* _Provided passage_:
--- start ---
Pam Karlan: So, can I just ask you one thing about this? Because one of the many wonderful things that you have done with your career is your book on marriage, which is just a terrific read, and I’m kind of comparing how the Supreme Court talks about this in Brown with what they do a dozen years later in Loving against Virginia, which is a case where they really do come right out and say, what’s been going on here is about white supremacy, and it’s got to stop, so, this is a different one from the other.

Rick Banks: Yeah, what I tell my students is that Loving is the only case where the Supreme Court has ever used the term white supremacy in a disparaging way, so that’s what Loving was, but the Court, of course, had an opportunity to take a case comparable to Loving at the same time as Brown, which it declined to do, right? And the difference there is, of course, you know, the cultural context surrounding the decision. Things changed in ways that, you know, might’ve seemed unimaginable, frankly, to people living at the time between 1954 and 1967. When you think about the, you know, going from the post World War II era and then going into the civil rights era, Civil Rights Act of ‘64, Voting Rights Act. We had the Fair Housing Act on the horizon.

That was an extraordinary period of tumult, and, you know, the Court felt able to talk about miscegenation laws in a way it did not feel able to talk about segregated schools in 1954, and part of that, of course, is that miscegenation laws were already on the way out. Countries, I’m sorry, states were already rolling back those laws.
--- end ---
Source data
--- start ---
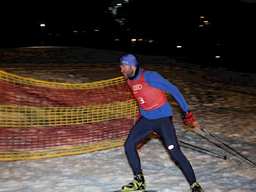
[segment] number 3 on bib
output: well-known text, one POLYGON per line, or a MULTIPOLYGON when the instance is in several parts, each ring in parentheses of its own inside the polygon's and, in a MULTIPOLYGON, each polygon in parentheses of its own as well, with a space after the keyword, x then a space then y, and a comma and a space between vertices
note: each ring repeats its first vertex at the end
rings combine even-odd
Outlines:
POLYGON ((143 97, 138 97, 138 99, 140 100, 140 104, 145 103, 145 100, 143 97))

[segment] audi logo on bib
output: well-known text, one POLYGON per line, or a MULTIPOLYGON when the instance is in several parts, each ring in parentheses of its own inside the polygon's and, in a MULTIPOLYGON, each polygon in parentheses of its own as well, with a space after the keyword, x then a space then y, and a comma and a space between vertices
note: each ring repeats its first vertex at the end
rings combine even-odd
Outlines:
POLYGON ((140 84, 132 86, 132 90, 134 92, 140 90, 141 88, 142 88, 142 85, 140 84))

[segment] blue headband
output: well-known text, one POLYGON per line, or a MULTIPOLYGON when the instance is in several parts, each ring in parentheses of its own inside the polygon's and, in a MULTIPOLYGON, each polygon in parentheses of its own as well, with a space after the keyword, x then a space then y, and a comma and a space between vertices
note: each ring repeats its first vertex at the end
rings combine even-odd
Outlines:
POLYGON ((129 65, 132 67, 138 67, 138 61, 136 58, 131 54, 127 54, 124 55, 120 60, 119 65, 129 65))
--- end ---
--- start ---
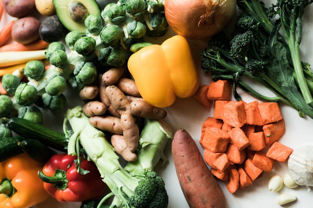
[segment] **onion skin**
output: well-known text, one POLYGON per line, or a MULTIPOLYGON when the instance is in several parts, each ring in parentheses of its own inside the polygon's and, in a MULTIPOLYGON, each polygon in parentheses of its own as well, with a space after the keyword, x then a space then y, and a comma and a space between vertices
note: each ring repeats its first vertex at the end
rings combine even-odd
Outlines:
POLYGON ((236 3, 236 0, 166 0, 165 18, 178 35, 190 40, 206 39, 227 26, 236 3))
--- end ---
* _Jobs_:
1: List every act of legislation mentioned by name in the conversation about Brown and Loving.
2: Extend the conversation about Brown and Loving, picking up right after its final sentence.
These rows were drawn from a separate source unrelated to the conversation.

* _Results for the exercise_:
1:
Civil Rights Act of '64
Voting Rights Act
Fair Housing Act

2:
There had been many more states that had them. I think there were 14 by the time Loving was decided. There had been 25 earlier. At the time when Brown was decided, the, you know, evolution of laws regarding school segregation was at a much different point. Segregation was widespread throughout the south. We hadn’t begun the process that we had in Loving.

Rich Ford: Yeah, Rick, isn’t another reason that undoing de facto school desegregation or segregation, it was a much more complicated and daunting enterprise than getting rid of something like an anti-miscegenation law, so in the… when the efforts to desegregate the schools really got going, you know, and they did get going for a period of time when they were real assertive efforts, but that required a huge administrative apparatus and cooperation with local school districts, and, you know, fairly elaborate consent decrees and money as you mentioned, those were, you know, impediments that the Court didn’t face in a case like Loving.

Rick Banks: No, that is very true. You know, Brown required some enforcement, and this is an issue that we’ve struggled with as a society. You can’t have the Court simply make a decision and expect that effective or integrative schooling will result, so one of the challenges that we have to think about as a nation is, you know, how much is racial justice and education worth?

How much is having a good education for all children, irrespective of where they’re born and who their parents are, how much is that worth for us? Are we willing to give up some of the local control? Are we willing to give up some of the autonomy that people have to keep their money in their district?

Are we willing to give up some of those things or not? And sadly, I mean, maybe we’re not, right? I think that’s a mistake, though, because, you know, ultimately, when we have these disparities in education, we all bear the cost of them as a nation, so if we’re all going to bear the cost, it would be sensible for us all to pitch in and try to create a solution.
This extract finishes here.